* **Written exercise**:
In the thread on correlation coefficients and p-values, which built-in dataset does the answer use for its example?
:: Selected extract ::
1
votes

I have a data frame with one dependent variable and 20 independent variables. I would like to find the correlation coefficients between the dependent variable and each of the independent variables and the associated p-values. I wrote the following function:

for (i in 2:20){
     correl = cor.test(df[ , i], df[ , 22])
     print(correl)
}

It prints out a one correlation coefficient and its p-value at a time. Is there a function that will produce the same results in a tabular format?

1
Just as a reference, see my blog post for getting correlations after seeing the same sort of question on Stack Overflow many times: drsimonj.svbtle.com/… - Simon Jackson

1 Answers

1
votes

You can use sapply to grab a vector of results, one for each pair:

base.idx <- 1
other.idx <- 2:20
cors <- unname(sapply(other.idx, function(i) cor.test(df[,base.idx], df[,i])$estimate))
pvals <- unname(sapply(other.idx, function(i) cor.test(df[,base.idx], df[,i])$p.value))

Here's an example with the built-in iris dataset, grabbing the correlation information between Sepal.Length and the other three numeric values:

base.idx <- 1
other.idx <- 2:4
(cors <- unname(sapply(other.idx, function(i) cor.test(iris[,base.idx], iris[,i])$estimate)))
# [1] -0.1175698  0.8717538  0.8179411
(pvals <- unname(sapply(other.idx, function(i) cor.test(iris[,base.idx], iris[,i])$p.value)))
# [1] 0.1518983 0.0000000 0.0000000
:::
:: Dataset extract ::
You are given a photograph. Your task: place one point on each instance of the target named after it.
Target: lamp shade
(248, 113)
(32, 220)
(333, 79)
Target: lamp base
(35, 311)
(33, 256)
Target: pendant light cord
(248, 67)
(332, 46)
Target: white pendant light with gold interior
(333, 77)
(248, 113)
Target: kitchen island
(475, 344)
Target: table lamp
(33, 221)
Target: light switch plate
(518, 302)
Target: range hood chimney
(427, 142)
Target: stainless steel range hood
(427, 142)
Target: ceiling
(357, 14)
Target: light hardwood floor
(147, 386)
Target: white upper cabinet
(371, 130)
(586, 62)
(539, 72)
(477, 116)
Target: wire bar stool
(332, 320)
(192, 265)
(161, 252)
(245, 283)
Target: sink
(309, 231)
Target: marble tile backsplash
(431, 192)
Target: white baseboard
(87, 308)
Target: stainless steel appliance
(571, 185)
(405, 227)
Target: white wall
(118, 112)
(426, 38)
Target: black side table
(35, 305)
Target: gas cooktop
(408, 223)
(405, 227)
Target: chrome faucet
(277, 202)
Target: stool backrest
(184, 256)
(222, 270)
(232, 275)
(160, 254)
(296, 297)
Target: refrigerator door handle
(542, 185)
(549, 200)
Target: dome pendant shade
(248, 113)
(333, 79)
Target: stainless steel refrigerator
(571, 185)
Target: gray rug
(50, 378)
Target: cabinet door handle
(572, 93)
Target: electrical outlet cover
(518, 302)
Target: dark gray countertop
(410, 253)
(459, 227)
:::
:: Dataset extract ::
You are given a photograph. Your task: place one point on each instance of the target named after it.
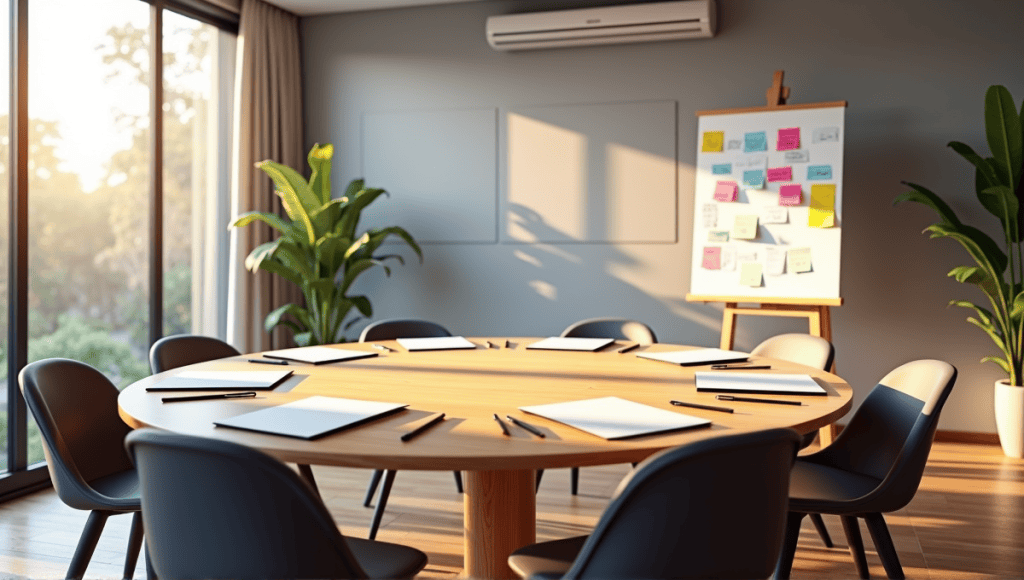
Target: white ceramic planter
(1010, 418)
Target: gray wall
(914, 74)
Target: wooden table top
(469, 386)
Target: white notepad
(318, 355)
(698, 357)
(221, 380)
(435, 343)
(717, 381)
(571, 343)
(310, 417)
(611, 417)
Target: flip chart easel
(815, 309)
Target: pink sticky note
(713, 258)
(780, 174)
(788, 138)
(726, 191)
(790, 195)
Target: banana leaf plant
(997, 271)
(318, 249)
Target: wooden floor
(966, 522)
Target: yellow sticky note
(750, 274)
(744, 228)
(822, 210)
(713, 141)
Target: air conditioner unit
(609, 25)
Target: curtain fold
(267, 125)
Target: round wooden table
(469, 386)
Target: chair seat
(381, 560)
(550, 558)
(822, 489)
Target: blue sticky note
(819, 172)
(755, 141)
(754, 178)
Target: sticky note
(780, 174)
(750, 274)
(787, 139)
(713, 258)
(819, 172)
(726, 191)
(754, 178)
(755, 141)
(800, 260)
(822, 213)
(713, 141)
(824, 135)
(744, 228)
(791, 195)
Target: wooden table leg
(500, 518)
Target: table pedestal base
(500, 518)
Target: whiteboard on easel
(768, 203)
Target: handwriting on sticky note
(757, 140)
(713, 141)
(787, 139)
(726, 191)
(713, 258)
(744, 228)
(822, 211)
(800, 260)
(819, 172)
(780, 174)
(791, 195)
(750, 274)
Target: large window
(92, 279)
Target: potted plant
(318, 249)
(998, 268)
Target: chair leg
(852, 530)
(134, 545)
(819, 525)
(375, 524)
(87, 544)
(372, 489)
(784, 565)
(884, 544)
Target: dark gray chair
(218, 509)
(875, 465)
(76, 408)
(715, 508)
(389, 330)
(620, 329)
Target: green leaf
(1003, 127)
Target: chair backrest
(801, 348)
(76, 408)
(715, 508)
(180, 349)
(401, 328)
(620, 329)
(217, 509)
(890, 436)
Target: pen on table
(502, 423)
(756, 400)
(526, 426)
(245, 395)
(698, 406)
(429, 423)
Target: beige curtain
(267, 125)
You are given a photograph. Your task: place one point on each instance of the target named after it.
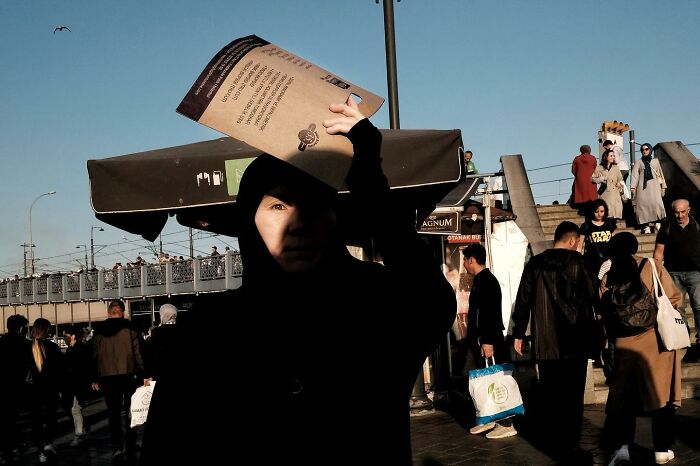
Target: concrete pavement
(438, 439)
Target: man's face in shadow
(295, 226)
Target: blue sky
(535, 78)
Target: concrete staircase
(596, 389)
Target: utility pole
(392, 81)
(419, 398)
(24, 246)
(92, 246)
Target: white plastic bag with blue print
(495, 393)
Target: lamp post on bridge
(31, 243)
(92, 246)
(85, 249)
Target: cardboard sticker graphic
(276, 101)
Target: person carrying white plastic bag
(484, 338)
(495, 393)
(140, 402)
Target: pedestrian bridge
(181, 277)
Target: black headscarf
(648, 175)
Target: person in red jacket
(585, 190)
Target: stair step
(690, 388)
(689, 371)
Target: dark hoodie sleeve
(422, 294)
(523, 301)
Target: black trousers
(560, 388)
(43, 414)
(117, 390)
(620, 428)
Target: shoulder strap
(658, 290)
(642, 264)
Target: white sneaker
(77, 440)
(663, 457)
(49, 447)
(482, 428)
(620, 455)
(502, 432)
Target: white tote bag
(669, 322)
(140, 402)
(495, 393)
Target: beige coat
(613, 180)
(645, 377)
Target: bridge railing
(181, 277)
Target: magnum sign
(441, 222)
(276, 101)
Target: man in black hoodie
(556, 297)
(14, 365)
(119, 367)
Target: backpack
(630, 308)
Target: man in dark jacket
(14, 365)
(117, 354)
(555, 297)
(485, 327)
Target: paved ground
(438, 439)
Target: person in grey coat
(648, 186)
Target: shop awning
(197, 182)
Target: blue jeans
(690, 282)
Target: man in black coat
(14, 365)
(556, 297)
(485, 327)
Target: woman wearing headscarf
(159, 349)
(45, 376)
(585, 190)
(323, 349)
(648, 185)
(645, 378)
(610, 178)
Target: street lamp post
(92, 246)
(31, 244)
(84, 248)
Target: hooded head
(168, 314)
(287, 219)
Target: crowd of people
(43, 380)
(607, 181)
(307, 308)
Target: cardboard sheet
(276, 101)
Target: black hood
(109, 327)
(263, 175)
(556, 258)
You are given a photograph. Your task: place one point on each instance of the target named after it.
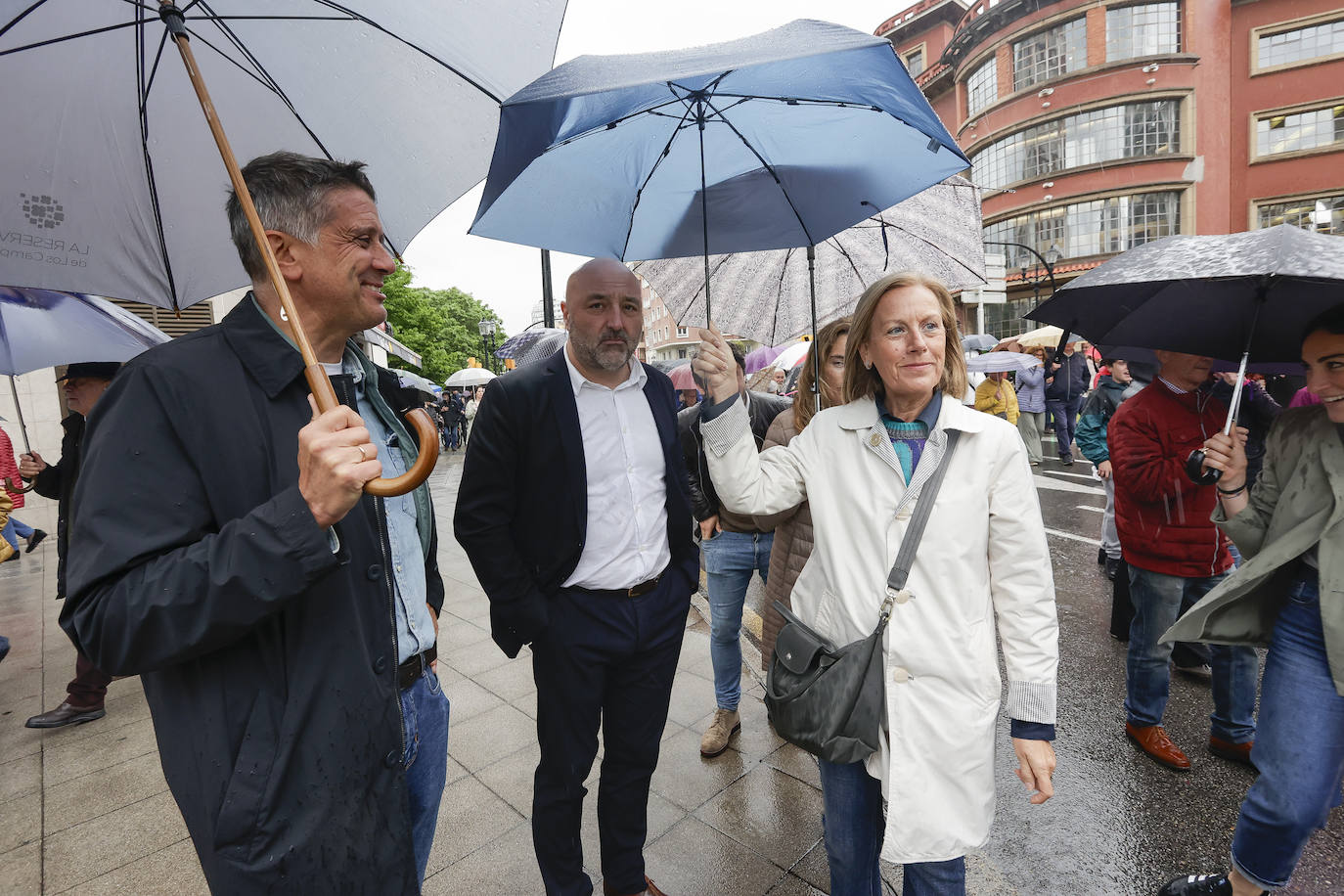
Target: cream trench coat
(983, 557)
:::
* **Written answer**:
The iris dataset.